[Required work] Extract every line of the records below and reproduce each one unchanged.

Dataset records:

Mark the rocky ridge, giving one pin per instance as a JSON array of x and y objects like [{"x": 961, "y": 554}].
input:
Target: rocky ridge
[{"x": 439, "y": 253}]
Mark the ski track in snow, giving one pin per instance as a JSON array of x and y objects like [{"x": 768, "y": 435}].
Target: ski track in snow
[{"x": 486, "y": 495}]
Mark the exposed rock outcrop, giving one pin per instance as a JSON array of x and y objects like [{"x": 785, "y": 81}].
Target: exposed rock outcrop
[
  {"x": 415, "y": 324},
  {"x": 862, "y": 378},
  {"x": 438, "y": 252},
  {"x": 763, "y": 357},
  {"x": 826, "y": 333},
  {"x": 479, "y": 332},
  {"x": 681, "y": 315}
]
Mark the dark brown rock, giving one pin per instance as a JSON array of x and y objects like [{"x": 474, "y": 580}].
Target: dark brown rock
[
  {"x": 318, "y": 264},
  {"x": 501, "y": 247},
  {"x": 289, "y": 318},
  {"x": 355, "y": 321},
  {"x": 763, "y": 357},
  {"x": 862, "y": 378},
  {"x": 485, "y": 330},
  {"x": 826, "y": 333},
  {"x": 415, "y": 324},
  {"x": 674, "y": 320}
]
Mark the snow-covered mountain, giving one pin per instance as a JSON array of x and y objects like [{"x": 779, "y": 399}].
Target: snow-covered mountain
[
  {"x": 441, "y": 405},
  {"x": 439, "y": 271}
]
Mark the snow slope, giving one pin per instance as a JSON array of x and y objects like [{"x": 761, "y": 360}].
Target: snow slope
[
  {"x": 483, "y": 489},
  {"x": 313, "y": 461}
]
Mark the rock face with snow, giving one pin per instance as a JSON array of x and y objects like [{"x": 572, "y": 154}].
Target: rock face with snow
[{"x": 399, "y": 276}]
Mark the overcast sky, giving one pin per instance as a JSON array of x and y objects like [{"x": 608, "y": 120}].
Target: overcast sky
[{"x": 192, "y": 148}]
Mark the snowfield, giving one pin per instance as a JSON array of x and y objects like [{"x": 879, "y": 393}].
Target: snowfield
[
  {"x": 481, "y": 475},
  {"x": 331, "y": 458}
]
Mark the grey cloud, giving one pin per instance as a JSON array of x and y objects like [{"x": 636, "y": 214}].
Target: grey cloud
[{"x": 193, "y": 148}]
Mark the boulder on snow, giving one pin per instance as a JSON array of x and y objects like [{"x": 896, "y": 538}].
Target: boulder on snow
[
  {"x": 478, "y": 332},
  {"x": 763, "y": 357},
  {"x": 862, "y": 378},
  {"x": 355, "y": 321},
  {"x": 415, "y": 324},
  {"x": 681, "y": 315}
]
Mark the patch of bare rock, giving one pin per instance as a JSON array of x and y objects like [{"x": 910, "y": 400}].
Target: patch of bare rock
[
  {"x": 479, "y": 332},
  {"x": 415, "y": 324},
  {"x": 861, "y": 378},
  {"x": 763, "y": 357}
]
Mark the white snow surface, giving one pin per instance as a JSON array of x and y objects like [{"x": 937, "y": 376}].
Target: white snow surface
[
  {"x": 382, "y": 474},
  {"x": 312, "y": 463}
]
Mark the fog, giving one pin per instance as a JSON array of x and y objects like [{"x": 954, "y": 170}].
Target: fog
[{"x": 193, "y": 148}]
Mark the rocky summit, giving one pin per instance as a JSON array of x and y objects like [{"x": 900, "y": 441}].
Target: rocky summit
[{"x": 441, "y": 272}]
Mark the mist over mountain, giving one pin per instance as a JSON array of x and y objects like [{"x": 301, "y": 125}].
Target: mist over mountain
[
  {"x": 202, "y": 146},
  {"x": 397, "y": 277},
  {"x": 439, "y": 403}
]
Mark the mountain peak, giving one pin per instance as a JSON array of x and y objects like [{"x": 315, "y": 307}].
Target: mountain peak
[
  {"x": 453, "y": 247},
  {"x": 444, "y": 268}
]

[Full response]
Mark the rocky ridge, giving one pin per instance as a JSON array of x and y objects like [{"x": 961, "y": 554}].
input:
Target: rocky ridge
[{"x": 439, "y": 253}]
Mark the ski track in snow, giving one pin per instance as a JSON array of x and y objects like [{"x": 768, "y": 435}].
Target: ski track in snow
[{"x": 486, "y": 495}]
Mark the exposed rock outcrop, giving one pin per instance as a JSON array of x and y objects like [{"x": 785, "y": 81}].
Target: exposed rock outcrop
[
  {"x": 415, "y": 324},
  {"x": 862, "y": 378},
  {"x": 438, "y": 252},
  {"x": 763, "y": 357},
  {"x": 826, "y": 333},
  {"x": 479, "y": 332},
  {"x": 681, "y": 315}
]
Mark the dark brown rock, giving one pin per instance as a JSON array of x and y objects like [{"x": 474, "y": 580}].
Target: dark brown rock
[
  {"x": 318, "y": 264},
  {"x": 501, "y": 247},
  {"x": 289, "y": 318},
  {"x": 355, "y": 321},
  {"x": 763, "y": 357},
  {"x": 862, "y": 378},
  {"x": 485, "y": 330},
  {"x": 826, "y": 333},
  {"x": 415, "y": 324},
  {"x": 674, "y": 320}
]
Mark the snow-covered mountain, giving one pin per instance as a JSON array of x and y objects like [{"x": 779, "y": 399}].
Target: snow-covered mountain
[
  {"x": 441, "y": 405},
  {"x": 439, "y": 271}
]
Mark the snow slope, giving one pin per instance as a JSON array of x and y objects like [{"x": 761, "y": 360}].
Target: snow slope
[
  {"x": 483, "y": 489},
  {"x": 313, "y": 461}
]
Mark the rock face with snow, giving one pin per instance as a JSON array of x and y objects like [{"x": 572, "y": 154}].
Target: rock face with snow
[{"x": 399, "y": 276}]
Mark the overcast sky, giving one pin per instance as a JSON array of x and y objects like [{"x": 608, "y": 120}].
Target: overcast sky
[{"x": 192, "y": 148}]
Mark the snowfield, giving one pin per instance as a JSON array of x and y objects like [{"x": 879, "y": 393}].
Target: snowfield
[
  {"x": 481, "y": 475},
  {"x": 331, "y": 458}
]
Mark the grey cloud, giving one pin per instance as a JSON array of x and y objects like [{"x": 636, "y": 214}].
Target: grey cloud
[{"x": 193, "y": 148}]
Mark the boulder on snow, giving one pin per instance as a JSON array of x and y objects like [{"x": 896, "y": 538}].
Target: boulder on snow
[
  {"x": 478, "y": 332},
  {"x": 763, "y": 357},
  {"x": 862, "y": 378},
  {"x": 355, "y": 321},
  {"x": 415, "y": 324},
  {"x": 681, "y": 315}
]
Mark the patch of bare rock, giving one pin per instance as a JSON array of x and y objects like [{"x": 910, "y": 400}].
Target: patch of bare rock
[
  {"x": 479, "y": 332},
  {"x": 415, "y": 324},
  {"x": 861, "y": 378},
  {"x": 763, "y": 357}
]
Mark the white snow surface, giving one pin per instance as a JSON array of x and y objects like [{"x": 937, "y": 376}].
Target: white snow surface
[
  {"x": 382, "y": 474},
  {"x": 312, "y": 463}
]
Mark the fog, giving one pin per instance as a JSON array of x and y objects like [{"x": 954, "y": 170}].
Target: fog
[{"x": 193, "y": 148}]
Mark the rocky summit, giving one pin per instance as a JSON array of x and y objects like [{"x": 900, "y": 441}].
Target: rocky summit
[{"x": 441, "y": 272}]
Mark the mist over mountain, giving one pin per instance as a JSON array of x and y objects like [{"x": 301, "y": 125}].
Target: mist over mountain
[
  {"x": 202, "y": 146},
  {"x": 397, "y": 277},
  {"x": 439, "y": 403}
]
Mark the mountain peak, giving one pin per instance as a JSON array of x and y objects like [{"x": 315, "y": 307}].
Target: mountain peak
[
  {"x": 453, "y": 247},
  {"x": 444, "y": 268}
]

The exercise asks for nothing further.